## Your task
Your reply should consist of the listing, copied exactly.
□ □ □ □ □
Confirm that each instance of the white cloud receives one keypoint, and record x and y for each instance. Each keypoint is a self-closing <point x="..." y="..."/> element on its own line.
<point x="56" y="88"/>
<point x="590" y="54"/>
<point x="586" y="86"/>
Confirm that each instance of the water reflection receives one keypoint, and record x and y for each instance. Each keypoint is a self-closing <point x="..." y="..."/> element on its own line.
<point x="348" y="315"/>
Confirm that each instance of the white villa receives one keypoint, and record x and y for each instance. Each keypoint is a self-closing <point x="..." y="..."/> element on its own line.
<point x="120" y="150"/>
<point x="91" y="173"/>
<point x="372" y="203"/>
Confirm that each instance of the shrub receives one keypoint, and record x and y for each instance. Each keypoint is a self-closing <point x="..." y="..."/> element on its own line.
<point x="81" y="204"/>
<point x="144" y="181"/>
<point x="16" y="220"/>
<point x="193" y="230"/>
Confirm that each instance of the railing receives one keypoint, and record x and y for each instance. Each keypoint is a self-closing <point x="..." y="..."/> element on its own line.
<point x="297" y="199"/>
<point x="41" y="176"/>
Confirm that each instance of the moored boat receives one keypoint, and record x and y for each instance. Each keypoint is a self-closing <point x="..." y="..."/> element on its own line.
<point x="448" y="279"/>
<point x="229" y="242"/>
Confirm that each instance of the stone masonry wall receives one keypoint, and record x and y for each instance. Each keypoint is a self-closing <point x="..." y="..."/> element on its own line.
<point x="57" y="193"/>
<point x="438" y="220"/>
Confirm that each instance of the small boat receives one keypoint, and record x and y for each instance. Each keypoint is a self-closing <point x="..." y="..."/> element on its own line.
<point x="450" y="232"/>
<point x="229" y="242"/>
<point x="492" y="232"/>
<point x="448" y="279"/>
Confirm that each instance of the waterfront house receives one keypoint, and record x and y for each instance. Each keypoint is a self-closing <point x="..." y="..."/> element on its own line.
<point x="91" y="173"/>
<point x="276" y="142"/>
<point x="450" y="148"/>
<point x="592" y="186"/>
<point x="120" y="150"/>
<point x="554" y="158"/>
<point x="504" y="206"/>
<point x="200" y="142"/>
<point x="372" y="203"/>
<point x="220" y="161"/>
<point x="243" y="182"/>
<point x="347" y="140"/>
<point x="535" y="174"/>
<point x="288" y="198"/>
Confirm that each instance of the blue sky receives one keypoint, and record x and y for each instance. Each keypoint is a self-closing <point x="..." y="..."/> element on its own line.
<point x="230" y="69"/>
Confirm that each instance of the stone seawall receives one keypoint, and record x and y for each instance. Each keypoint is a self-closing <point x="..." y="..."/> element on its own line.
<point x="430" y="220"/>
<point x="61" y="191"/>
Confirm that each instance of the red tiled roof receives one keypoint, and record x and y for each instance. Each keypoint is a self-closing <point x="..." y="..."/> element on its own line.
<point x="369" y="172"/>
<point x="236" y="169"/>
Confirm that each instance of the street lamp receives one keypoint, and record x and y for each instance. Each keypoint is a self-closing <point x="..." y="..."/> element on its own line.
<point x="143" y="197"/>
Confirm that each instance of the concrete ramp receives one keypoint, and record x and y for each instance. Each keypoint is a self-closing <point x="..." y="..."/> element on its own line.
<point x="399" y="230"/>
□ □ □ □ □
## Your solution
Confirm that each instance of the white cloud receives one keypoint, and record x and y for each instance. Each keypoint is a self-closing <point x="..." y="..."/> element on its own line.
<point x="56" y="88"/>
<point x="590" y="54"/>
<point x="586" y="86"/>
Confirm that each instance of the water reflection receives one keypoint, and record x and y for each instance. Each keypoint is a self-closing <point x="..." y="..."/> element on its own line.
<point x="348" y="315"/>
Confirm that each instance of the white villa receives one keypoint, and record x and y for each instance. Each keypoint is a self-closing <point x="..." y="..."/> element on its own line.
<point x="120" y="150"/>
<point x="91" y="173"/>
<point x="372" y="203"/>
Confirm that each instance of the shrub receives one keypoint, and record x and y for each instance. Each keypoint is a self-closing <point x="..." y="..."/> element on its own line.
<point x="81" y="204"/>
<point x="144" y="181"/>
<point x="16" y="220"/>
<point x="193" y="230"/>
Confirm that each instance of the railing receives one keypoint, and record x and y for each instance. Each keypoint is a self-closing <point x="..." y="..."/> element on its own line.
<point x="297" y="199"/>
<point x="41" y="176"/>
Confirm that each instance of the moored boat receives one keypoint, and record x and y for each instance. Each keypoint is a self-closing <point x="..." y="..."/> element on its own line.
<point x="448" y="279"/>
<point x="229" y="242"/>
Confirm that each instance of the stone masonry wall receives one keypoint, and record x and y for each instance. Each keypoint is a self-closing <point x="..." y="..."/> element on its own line.
<point x="57" y="193"/>
<point x="438" y="220"/>
Confirm that each instance of the small boat receives one keypoint, and record x and y for each instance. Each keypoint is a self-closing <point x="..." y="..."/> element on its own line.
<point x="450" y="232"/>
<point x="229" y="242"/>
<point x="492" y="232"/>
<point x="448" y="279"/>
Confirm that each instance of the waterfront house receives one keypoint, and record x and y for each instance. Each keypoint is a self-closing <point x="..." y="..."/> element on its own line.
<point x="91" y="173"/>
<point x="276" y="142"/>
<point x="450" y="148"/>
<point x="592" y="186"/>
<point x="120" y="150"/>
<point x="554" y="158"/>
<point x="504" y="206"/>
<point x="200" y="142"/>
<point x="372" y="203"/>
<point x="220" y="161"/>
<point x="243" y="182"/>
<point x="347" y="140"/>
<point x="535" y="174"/>
<point x="288" y="198"/>
Confirm that each instance of the blue sky receives one keypoint, and record x and y for each instance. Each keypoint is a self-closing <point x="..." y="..."/> element on its own line.
<point x="230" y="69"/>
Confirm that each instance of the stone seawall receives one keypoint, and record x and y for each instance. Each keypoint is a self-closing <point x="..." y="..."/> element on its own line.
<point x="430" y="220"/>
<point x="61" y="191"/>
Confirm that each instance of the red tiled roof receives one keypoint, and record x and y for each instance. Each keypoint is a self-closing <point x="..." y="..."/> element on its own line.
<point x="369" y="172"/>
<point x="236" y="169"/>
Confirm that each instance of the street lamp receives one keypoint, and record x and y for each instance. Each keypoint is a self-closing <point x="..." y="..."/> element on its own line.
<point x="143" y="197"/>
Confirm that each instance of the concrete ramp receives one keypoint, and record x and y for each instance. Each keypoint is a self-closing <point x="..." y="..."/> element on its own line.
<point x="399" y="230"/>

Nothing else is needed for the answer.